**EXERCISE AIM**. Rewrite the data from the line containing "occurrence of white" through the final line, both included, as a JSON list of strings with one string per line. Leave out any blank lines.

[Collection entries]
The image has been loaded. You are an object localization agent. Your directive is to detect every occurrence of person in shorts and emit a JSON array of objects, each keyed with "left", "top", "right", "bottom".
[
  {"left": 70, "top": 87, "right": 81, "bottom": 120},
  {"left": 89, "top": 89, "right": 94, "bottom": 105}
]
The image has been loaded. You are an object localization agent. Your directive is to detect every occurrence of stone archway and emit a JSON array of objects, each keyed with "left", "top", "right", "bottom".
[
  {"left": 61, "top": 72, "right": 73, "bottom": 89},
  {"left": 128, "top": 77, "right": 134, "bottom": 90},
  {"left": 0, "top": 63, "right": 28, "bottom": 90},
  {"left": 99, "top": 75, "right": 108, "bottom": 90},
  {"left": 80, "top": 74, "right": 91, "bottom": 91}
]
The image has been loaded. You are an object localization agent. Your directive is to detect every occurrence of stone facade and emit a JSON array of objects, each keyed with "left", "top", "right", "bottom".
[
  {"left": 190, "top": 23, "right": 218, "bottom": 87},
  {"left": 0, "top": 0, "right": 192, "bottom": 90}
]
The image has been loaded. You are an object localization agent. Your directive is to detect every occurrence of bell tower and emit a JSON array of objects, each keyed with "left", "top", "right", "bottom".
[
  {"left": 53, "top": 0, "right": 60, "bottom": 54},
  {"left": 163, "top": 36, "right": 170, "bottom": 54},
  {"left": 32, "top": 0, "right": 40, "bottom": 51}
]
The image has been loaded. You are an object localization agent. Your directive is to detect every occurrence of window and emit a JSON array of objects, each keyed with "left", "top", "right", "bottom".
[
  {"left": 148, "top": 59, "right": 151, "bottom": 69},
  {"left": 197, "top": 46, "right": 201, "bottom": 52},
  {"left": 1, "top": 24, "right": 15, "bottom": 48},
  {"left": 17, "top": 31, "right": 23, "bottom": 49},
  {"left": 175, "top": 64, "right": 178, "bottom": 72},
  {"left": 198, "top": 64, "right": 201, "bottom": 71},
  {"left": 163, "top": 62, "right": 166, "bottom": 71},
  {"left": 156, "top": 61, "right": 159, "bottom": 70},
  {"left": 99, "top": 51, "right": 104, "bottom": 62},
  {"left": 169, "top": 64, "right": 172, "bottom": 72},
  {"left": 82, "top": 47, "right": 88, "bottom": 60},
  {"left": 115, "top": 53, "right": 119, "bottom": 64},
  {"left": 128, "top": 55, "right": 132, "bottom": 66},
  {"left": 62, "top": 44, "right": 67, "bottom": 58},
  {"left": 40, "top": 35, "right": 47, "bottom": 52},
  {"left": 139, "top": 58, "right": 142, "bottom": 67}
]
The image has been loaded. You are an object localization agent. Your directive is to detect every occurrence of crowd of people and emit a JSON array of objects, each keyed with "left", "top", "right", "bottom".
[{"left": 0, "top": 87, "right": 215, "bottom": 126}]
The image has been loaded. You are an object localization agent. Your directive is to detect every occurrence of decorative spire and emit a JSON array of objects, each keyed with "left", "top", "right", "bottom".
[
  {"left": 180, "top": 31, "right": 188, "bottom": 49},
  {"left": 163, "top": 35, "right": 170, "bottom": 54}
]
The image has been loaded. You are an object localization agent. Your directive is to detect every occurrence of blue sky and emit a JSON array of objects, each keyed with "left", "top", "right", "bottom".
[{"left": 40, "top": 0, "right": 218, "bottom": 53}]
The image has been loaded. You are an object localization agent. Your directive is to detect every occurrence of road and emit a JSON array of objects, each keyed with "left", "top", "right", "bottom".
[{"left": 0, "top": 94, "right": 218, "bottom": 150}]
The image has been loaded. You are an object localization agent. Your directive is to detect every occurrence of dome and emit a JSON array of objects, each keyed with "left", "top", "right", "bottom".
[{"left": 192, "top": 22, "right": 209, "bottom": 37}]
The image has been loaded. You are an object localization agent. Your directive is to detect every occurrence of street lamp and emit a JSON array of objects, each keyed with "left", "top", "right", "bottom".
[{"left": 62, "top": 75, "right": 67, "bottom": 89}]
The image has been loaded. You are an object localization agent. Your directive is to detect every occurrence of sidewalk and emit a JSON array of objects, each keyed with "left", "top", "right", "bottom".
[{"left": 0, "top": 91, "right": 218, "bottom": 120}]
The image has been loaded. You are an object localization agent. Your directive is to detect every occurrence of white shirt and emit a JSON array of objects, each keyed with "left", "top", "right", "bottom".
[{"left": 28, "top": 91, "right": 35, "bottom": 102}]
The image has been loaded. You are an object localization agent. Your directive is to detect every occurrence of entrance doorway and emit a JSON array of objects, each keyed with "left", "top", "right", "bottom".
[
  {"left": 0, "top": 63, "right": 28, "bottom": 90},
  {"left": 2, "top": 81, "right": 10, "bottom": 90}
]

**TASK RESPONSE**.
[
  "The image has been loaded. You are an object localization agent. Your directive is to detect every occurrence of white shirt and emit a JSON array of objects, each keyed with \"left\", \"top\", \"right\", \"bottom\".",
  "[{\"left\": 28, \"top\": 91, \"right\": 35, \"bottom\": 102}]",
  "The image has been loaded. You are an object localization agent. Your directive is to detect every occurrence of entrance doorway and emit a JSON array of objects, each keyed with \"left\", \"top\", \"right\", \"bottom\".",
  "[",
  "  {\"left\": 0, \"top\": 63, \"right\": 28, \"bottom\": 90},",
  "  {\"left\": 2, \"top\": 81, \"right\": 10, \"bottom\": 90}",
  "]"
]